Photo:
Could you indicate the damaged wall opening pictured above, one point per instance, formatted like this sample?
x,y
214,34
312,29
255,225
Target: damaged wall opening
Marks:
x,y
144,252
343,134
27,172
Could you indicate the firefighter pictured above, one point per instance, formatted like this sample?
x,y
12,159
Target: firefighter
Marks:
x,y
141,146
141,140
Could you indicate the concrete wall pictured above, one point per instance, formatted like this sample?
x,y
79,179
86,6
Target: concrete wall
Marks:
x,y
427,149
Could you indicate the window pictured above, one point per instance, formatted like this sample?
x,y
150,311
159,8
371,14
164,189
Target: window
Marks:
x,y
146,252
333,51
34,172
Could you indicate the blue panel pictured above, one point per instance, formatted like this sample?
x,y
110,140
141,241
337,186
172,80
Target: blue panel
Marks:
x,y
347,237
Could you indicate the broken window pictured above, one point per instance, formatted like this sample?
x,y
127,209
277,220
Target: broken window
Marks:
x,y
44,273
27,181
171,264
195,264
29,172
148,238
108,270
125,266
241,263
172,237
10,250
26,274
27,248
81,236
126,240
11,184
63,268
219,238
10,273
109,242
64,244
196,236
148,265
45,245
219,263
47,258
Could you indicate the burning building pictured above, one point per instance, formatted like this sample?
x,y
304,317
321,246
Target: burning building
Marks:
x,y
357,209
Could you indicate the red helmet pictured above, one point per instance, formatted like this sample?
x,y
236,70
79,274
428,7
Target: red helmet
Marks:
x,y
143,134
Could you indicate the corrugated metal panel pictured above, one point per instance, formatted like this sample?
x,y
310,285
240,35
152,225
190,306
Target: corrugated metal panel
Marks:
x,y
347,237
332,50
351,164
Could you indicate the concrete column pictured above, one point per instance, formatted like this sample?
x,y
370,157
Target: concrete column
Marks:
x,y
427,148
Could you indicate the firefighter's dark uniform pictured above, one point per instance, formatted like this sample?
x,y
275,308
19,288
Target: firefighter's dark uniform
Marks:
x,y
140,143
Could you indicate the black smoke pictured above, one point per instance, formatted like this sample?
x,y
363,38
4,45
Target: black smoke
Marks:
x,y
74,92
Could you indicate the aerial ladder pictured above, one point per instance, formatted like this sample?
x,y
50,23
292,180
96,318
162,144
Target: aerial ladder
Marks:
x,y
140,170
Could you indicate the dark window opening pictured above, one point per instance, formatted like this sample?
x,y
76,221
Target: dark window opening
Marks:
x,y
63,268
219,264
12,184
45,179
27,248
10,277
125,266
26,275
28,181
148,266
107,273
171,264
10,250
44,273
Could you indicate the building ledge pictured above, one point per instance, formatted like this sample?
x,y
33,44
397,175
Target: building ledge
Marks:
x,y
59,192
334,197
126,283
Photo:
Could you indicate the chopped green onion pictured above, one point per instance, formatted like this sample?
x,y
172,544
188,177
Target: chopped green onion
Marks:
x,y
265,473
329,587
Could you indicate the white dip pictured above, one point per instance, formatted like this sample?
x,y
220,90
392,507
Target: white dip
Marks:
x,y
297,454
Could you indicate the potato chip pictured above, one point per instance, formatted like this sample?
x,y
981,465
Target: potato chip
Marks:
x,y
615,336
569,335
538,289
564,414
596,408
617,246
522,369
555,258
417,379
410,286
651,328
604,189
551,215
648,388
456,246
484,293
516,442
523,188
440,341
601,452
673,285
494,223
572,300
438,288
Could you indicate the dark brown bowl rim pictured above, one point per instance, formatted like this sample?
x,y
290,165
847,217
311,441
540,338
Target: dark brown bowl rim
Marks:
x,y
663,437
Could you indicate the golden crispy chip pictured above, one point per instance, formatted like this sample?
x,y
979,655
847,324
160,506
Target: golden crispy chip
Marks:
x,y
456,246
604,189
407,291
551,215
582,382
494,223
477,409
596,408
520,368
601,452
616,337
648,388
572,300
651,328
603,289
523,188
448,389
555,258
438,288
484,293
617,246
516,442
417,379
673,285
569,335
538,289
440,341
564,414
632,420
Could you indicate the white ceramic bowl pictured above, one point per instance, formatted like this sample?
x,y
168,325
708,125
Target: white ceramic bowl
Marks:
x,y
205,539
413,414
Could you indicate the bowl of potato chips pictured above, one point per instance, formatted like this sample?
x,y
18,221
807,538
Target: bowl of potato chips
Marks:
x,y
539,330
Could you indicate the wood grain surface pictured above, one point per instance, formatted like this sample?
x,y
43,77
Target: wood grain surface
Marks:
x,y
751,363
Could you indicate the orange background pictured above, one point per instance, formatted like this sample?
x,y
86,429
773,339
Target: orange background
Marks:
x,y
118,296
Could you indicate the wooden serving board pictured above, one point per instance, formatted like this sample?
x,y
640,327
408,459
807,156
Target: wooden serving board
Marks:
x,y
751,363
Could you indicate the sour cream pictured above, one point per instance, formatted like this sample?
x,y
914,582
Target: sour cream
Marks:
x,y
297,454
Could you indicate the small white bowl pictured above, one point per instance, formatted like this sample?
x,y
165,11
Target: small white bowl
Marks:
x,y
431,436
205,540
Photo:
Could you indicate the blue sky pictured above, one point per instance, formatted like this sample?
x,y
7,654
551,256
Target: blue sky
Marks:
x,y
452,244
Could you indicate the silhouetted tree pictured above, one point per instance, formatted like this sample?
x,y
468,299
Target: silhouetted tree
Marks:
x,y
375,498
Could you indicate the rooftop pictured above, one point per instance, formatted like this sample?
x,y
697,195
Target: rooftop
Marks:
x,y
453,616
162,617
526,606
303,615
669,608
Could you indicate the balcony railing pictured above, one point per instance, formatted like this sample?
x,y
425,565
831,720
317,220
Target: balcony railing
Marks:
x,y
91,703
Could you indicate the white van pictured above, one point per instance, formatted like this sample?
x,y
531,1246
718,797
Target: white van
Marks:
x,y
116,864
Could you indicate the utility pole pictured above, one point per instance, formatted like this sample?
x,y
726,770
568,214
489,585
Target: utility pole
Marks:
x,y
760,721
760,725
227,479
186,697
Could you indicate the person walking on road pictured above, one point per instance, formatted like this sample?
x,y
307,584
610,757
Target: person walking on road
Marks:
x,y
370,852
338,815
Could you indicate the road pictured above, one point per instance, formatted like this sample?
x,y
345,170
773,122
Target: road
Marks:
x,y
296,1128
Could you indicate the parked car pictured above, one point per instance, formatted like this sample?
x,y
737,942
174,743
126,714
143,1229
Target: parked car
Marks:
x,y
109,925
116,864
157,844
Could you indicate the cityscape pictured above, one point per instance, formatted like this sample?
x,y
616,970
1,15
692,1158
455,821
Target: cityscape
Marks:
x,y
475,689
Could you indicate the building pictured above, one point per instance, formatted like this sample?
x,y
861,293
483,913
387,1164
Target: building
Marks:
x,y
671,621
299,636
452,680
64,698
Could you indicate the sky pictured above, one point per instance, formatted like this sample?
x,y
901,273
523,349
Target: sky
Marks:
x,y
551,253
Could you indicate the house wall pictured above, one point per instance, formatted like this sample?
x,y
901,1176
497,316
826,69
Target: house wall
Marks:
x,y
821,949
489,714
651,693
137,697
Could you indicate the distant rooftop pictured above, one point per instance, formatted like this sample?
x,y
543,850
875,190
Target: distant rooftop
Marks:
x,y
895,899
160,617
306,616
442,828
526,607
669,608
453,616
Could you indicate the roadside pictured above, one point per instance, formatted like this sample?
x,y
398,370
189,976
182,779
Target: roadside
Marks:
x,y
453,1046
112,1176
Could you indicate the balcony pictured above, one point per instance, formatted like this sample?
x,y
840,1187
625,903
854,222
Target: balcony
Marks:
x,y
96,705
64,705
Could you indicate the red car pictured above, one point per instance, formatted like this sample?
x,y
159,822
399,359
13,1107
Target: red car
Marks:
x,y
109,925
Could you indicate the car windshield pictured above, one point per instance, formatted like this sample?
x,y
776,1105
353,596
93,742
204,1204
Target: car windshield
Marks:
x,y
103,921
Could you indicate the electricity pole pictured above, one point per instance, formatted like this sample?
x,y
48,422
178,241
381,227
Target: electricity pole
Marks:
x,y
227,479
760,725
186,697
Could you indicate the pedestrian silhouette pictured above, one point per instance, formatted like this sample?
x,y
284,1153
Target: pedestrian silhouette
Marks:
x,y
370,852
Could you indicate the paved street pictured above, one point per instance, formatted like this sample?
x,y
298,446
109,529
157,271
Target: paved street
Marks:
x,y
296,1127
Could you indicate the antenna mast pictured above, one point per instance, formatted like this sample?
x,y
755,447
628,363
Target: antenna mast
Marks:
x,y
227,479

**INSTRUCTIONS FOR THE TASK**
Whenever the word "opening" turns up in a line of the listing above, copy the line.

**ANSWER TO THE EXERCISE**
Could you indicate the damaged wall opening pictured above, one point per instance, formatted like this sample?
Target: damaged wall opening
Could you indicate the dark window opening pictured above, one point per instance, formatted like this sample?
Target: dark window opening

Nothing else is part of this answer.